> Exercise prompt:
Transfer everything from the line containing "The component shall mark one dot per instance of the vegetation" down to the end of the lines, both ends included, reproducing each line in full. Add -42 to every pixel coordinate in the answers.

Dataset items
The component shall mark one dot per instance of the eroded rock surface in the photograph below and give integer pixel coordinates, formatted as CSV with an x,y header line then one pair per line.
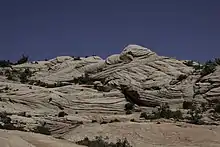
x,y
92,91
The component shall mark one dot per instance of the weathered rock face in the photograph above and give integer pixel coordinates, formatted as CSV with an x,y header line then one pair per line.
x,y
96,90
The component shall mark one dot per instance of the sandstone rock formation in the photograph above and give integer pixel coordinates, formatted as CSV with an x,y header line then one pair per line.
x,y
96,90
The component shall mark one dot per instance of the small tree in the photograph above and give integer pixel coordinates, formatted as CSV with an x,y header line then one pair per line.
x,y
23,59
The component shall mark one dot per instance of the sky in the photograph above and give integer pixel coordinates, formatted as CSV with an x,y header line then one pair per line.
x,y
185,29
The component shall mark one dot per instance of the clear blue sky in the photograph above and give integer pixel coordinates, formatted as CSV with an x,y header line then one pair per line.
x,y
186,29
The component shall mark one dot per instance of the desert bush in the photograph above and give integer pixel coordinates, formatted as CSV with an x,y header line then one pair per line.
x,y
217,108
100,142
217,61
187,104
62,114
23,59
128,112
195,115
189,63
163,112
42,130
208,68
4,63
77,58
129,106
181,77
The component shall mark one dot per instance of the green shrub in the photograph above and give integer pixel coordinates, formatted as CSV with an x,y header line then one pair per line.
x,y
208,68
42,130
129,106
4,63
163,112
23,59
189,63
181,77
195,115
217,61
217,108
187,105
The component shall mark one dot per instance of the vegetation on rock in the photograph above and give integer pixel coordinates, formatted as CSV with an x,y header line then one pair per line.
x,y
100,142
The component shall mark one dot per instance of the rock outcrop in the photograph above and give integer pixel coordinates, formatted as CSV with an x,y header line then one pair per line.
x,y
95,90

> Response:
The component shall mark one dot per instance of the vegetation on rock in the photograph above and give integer pixel coordinates, formatted as CSV with an x,y header line then one pair per line.
x,y
58,100
The component shall mark one dot per instance of the rock outcrop in the photograph above and give integer pixel coordinates, formatted as CSV with an x,y header line then one pair per line.
x,y
53,48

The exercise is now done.